* What is expected
Pull out every line of the records that contains the word "woman".
— begin Recorded information —
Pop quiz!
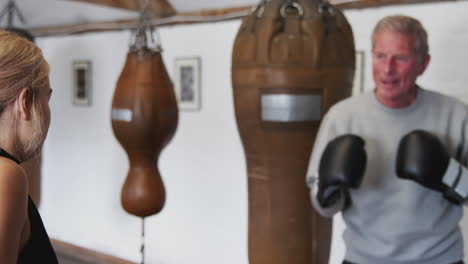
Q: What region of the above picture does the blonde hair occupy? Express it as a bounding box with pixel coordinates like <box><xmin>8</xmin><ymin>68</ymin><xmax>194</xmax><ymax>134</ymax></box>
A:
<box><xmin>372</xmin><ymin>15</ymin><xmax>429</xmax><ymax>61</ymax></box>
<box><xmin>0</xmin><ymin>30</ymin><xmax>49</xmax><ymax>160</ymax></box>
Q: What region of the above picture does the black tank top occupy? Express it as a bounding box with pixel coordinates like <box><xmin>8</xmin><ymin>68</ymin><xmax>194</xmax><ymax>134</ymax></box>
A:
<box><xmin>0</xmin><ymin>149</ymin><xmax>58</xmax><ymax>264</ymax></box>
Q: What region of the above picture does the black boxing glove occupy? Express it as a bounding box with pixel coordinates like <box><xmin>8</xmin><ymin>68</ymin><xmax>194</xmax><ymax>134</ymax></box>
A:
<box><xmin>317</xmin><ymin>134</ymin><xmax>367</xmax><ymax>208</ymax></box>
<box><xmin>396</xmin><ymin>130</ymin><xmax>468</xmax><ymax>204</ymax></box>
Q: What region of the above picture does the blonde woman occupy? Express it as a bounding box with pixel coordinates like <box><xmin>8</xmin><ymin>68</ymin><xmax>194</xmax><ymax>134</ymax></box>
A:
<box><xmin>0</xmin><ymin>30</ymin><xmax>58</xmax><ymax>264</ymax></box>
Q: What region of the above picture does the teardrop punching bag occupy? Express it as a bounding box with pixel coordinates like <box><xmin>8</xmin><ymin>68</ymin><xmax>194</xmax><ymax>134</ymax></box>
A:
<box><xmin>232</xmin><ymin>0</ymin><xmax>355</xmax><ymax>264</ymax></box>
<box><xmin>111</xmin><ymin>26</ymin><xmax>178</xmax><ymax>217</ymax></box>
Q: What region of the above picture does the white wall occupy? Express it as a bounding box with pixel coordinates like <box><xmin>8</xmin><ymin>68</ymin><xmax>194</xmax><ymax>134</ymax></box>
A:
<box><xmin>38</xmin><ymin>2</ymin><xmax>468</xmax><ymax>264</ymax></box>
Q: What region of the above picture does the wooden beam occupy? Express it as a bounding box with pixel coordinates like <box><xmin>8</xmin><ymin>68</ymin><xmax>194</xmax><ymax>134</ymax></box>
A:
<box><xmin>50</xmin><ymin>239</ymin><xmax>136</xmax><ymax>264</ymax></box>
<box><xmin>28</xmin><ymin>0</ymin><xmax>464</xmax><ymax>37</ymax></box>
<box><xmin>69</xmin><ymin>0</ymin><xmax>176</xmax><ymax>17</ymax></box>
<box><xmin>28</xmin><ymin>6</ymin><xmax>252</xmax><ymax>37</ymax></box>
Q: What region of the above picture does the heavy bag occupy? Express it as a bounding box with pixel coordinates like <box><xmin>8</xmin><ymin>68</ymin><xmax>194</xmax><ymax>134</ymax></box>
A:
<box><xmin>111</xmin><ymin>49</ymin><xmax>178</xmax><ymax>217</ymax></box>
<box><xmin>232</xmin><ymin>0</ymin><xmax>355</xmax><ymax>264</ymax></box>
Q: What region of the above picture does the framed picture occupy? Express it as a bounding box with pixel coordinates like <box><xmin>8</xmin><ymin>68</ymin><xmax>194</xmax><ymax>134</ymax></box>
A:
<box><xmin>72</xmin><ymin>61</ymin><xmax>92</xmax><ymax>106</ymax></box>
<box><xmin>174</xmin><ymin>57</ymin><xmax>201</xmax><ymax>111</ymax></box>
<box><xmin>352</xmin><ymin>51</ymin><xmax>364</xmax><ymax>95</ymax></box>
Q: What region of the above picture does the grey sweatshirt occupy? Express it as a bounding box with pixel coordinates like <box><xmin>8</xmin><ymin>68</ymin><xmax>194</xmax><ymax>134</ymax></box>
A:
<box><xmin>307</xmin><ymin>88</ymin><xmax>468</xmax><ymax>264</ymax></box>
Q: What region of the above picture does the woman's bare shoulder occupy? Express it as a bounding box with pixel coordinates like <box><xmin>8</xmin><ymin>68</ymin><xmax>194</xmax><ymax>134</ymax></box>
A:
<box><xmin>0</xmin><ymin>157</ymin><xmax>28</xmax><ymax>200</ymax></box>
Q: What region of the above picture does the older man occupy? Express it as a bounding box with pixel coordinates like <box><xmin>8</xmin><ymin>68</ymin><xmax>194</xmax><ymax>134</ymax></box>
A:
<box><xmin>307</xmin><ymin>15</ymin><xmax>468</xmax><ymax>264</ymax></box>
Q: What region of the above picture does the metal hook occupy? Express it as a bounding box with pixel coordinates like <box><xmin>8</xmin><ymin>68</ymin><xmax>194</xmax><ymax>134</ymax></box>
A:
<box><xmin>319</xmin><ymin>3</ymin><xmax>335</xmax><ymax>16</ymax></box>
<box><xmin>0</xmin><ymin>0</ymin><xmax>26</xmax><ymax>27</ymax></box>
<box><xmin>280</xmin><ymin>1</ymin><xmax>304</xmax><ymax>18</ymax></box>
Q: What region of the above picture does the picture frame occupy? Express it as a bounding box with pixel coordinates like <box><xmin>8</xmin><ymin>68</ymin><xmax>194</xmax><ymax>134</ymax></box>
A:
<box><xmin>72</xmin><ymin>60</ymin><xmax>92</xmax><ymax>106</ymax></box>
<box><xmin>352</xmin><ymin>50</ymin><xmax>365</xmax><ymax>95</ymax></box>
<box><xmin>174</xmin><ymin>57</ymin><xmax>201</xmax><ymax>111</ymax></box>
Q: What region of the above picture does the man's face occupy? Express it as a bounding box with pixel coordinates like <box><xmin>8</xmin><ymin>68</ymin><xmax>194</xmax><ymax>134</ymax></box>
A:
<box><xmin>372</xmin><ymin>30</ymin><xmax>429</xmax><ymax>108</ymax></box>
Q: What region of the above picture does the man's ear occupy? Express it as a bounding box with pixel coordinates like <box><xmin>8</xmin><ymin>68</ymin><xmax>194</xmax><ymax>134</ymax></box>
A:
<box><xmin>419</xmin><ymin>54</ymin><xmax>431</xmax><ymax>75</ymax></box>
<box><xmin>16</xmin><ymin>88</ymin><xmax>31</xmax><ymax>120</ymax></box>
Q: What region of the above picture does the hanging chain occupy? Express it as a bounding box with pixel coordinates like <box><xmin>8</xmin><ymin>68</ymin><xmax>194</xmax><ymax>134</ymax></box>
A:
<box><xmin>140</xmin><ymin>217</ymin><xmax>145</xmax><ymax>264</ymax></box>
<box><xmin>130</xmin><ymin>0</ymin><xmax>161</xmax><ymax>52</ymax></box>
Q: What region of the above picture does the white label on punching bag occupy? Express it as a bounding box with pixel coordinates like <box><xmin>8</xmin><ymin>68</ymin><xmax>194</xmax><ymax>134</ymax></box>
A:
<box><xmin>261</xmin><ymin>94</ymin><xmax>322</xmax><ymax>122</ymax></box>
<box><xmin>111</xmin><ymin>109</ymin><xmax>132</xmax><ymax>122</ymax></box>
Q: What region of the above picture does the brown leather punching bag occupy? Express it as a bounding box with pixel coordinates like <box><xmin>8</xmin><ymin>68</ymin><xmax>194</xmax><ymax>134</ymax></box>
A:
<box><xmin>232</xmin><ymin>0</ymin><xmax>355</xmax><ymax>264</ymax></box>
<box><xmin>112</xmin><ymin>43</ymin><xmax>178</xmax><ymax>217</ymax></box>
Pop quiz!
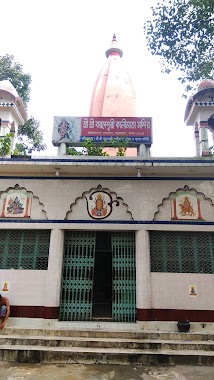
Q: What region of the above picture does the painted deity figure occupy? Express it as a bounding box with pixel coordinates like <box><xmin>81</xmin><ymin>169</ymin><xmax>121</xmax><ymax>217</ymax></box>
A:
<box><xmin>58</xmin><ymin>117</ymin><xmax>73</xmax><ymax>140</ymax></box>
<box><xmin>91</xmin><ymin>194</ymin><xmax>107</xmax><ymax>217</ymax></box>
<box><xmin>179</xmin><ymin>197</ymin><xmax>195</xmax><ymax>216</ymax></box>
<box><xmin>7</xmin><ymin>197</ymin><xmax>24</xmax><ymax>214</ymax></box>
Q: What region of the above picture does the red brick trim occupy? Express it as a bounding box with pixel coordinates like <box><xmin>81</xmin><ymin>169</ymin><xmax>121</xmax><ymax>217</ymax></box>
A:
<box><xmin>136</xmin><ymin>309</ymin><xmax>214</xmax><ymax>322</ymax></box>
— end Recorded information —
* Completed exercise
Q: What region of the above picture does the blonde woman occupy? Express it as a bounding box with pixel coordinates like <box><xmin>8</xmin><ymin>68</ymin><xmax>194</xmax><ymax>134</ymax></box>
Q: What region of the above picture does the woman's bare shoulder occupy? Express it as a bounding box with pixel coordinates like <box><xmin>8</xmin><ymin>68</ymin><xmax>194</xmax><ymax>134</ymax></box>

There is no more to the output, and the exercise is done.